***** Input for this task

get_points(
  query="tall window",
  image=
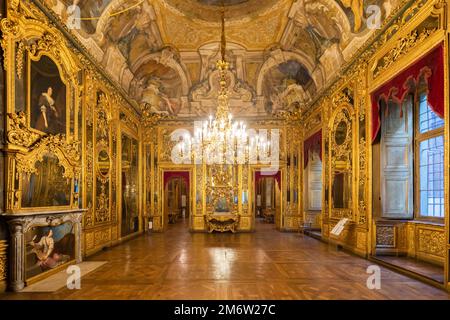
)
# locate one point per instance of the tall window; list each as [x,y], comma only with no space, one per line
[429,150]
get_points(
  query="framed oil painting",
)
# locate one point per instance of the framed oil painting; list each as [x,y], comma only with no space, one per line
[48,247]
[47,97]
[47,187]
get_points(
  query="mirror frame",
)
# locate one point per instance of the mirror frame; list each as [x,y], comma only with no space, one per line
[342,159]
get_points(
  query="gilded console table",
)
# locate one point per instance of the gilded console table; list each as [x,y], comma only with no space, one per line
[222,222]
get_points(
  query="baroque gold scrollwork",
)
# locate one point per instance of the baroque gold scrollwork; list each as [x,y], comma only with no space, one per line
[68,155]
[19,133]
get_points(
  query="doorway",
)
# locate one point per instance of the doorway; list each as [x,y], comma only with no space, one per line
[267,198]
[176,198]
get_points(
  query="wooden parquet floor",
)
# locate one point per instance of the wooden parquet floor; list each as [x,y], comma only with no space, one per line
[266,264]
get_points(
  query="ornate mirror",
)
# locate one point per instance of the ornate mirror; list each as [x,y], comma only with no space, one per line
[341,154]
[340,135]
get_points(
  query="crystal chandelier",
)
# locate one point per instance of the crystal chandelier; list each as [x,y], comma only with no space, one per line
[220,139]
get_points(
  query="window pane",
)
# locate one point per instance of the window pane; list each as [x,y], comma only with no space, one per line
[428,120]
[432,177]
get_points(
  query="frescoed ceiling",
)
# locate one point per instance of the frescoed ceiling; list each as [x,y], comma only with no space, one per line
[281,52]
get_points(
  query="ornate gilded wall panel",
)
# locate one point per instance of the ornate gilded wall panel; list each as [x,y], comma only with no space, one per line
[386,236]
[431,242]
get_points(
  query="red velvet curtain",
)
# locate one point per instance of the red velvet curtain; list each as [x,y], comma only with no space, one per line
[431,68]
[312,144]
[176,174]
[260,175]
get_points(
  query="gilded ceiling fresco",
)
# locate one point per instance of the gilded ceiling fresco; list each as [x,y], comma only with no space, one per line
[282,52]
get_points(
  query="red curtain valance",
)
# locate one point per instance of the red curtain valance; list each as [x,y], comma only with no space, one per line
[176,174]
[431,68]
[260,175]
[312,144]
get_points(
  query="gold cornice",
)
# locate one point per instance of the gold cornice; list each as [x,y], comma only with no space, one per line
[266,29]
[363,54]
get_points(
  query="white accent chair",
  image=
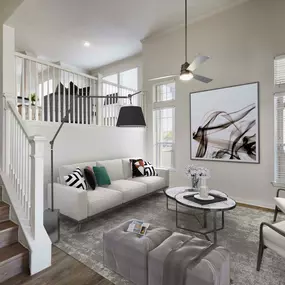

**********

Which lines of the records above contain the word "ceiling"? Pull out each of those lines and copy it in full.

  query="frescoed ceiling",
# locate one point per instance of the frescoed ceiling; list each as [x,y], comma only with no space, one per line
  query="gilded ceiling fresco",
# locate one point per instance of the gilded ceiling fresco; list each as [x,y], comma only with no space, one per line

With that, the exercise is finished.